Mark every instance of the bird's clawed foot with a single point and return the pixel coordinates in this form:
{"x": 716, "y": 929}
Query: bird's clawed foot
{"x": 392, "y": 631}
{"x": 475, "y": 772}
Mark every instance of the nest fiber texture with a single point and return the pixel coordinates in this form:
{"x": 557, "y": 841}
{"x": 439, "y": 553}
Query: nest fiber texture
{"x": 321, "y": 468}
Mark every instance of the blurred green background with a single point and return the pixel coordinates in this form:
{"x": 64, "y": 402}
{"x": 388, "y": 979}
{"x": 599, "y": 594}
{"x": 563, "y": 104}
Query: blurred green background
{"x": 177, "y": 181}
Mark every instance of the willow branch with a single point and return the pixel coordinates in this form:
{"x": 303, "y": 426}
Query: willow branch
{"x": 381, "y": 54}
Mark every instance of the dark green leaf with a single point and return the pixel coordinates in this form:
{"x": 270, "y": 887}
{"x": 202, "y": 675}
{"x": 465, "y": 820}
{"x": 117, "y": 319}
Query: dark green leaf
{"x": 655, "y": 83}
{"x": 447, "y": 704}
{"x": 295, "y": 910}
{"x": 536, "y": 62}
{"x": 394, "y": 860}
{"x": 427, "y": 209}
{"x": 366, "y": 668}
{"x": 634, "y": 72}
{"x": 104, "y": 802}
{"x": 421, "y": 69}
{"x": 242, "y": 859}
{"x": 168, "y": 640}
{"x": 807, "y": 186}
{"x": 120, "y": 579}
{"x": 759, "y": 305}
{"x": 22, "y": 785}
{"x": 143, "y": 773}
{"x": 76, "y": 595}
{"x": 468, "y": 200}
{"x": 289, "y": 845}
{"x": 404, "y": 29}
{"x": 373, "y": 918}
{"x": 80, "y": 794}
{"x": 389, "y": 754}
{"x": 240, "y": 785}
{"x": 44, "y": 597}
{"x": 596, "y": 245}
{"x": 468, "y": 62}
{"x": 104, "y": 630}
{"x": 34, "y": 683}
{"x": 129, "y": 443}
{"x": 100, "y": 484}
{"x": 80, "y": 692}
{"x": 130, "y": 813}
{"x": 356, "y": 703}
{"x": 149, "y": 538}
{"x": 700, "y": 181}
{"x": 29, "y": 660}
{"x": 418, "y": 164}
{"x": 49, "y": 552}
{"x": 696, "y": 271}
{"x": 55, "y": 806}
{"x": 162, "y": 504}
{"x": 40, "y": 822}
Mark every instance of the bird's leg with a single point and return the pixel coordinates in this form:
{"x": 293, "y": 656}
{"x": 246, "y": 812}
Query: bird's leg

◆ Direction ◆
Here, the records must be output exactly and in full.

◆ Task result ◆
Mark every instance of the bird's clawed foot with a single point and return the pixel coordinates in this form:
{"x": 716, "y": 929}
Query: bird's clawed foot
{"x": 392, "y": 631}
{"x": 475, "y": 772}
Mark every instance of the nest fiber texture with a single point and return the pixel coordinates in this form:
{"x": 557, "y": 841}
{"x": 439, "y": 553}
Query: nest fiber texture
{"x": 321, "y": 468}
Mark every instance of the blurred green background with a single point and return the pixel coordinates in this form:
{"x": 64, "y": 402}
{"x": 388, "y": 979}
{"x": 599, "y": 594}
{"x": 563, "y": 104}
Query: blurred green background
{"x": 177, "y": 181}
Mark every instance of the willow branch with a single point and return the pixel coordinates in this form:
{"x": 303, "y": 426}
Query: willow branch
{"x": 381, "y": 54}
Mark every instance of the dark green leaf with a single point and return the pixel coordinates in this form:
{"x": 270, "y": 887}
{"x": 202, "y": 675}
{"x": 465, "y": 820}
{"x": 117, "y": 319}
Query: dark green leaf
{"x": 655, "y": 83}
{"x": 447, "y": 704}
{"x": 295, "y": 910}
{"x": 536, "y": 62}
{"x": 394, "y": 860}
{"x": 427, "y": 209}
{"x": 366, "y": 668}
{"x": 634, "y": 72}
{"x": 104, "y": 802}
{"x": 421, "y": 69}
{"x": 242, "y": 859}
{"x": 168, "y": 640}
{"x": 807, "y": 186}
{"x": 120, "y": 579}
{"x": 759, "y": 305}
{"x": 22, "y": 785}
{"x": 143, "y": 773}
{"x": 76, "y": 595}
{"x": 468, "y": 200}
{"x": 289, "y": 845}
{"x": 404, "y": 29}
{"x": 373, "y": 918}
{"x": 80, "y": 794}
{"x": 389, "y": 754}
{"x": 240, "y": 785}
{"x": 44, "y": 597}
{"x": 596, "y": 245}
{"x": 468, "y": 62}
{"x": 104, "y": 630}
{"x": 34, "y": 683}
{"x": 129, "y": 443}
{"x": 100, "y": 484}
{"x": 80, "y": 692}
{"x": 130, "y": 813}
{"x": 356, "y": 703}
{"x": 149, "y": 538}
{"x": 700, "y": 181}
{"x": 29, "y": 660}
{"x": 418, "y": 164}
{"x": 49, "y": 552}
{"x": 696, "y": 271}
{"x": 55, "y": 806}
{"x": 162, "y": 504}
{"x": 40, "y": 822}
Mark every instance of the bird's leg with a single point and return the pixel coordinates in this form:
{"x": 293, "y": 656}
{"x": 246, "y": 812}
Query: bird's leg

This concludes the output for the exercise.